# START OF RECORDS PROVIDED
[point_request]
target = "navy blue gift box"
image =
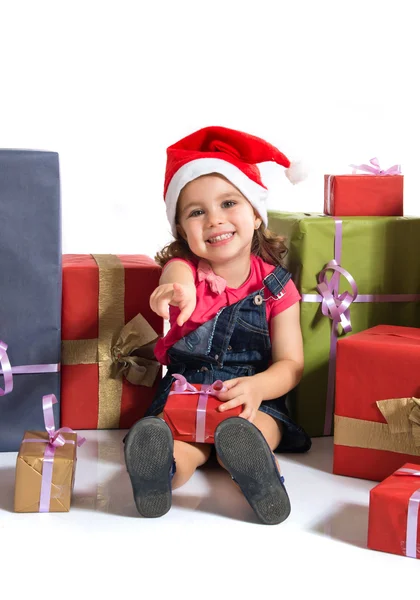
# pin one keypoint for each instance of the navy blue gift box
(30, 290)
# END OF RECORDS PROVIDED
# START OF RECORDS PROVIDED
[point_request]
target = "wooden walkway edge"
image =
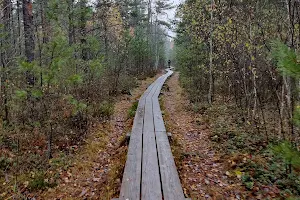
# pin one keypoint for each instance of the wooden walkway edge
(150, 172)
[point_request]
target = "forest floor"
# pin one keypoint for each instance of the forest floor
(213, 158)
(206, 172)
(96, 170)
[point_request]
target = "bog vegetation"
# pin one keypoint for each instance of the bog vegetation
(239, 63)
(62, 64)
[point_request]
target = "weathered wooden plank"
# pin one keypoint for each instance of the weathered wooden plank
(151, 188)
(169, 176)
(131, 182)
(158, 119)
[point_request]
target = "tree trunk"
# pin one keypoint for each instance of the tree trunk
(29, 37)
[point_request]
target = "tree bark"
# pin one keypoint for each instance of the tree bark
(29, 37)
# END OF RECORDS PROVIDED
WORK REQUIRED. Report every line of the items above that contains the word "walkway", matching case exactly.

RESPONSE.
target = "wooden walkway edge"
# pin one keypoint for each instance of the wooden walkway edge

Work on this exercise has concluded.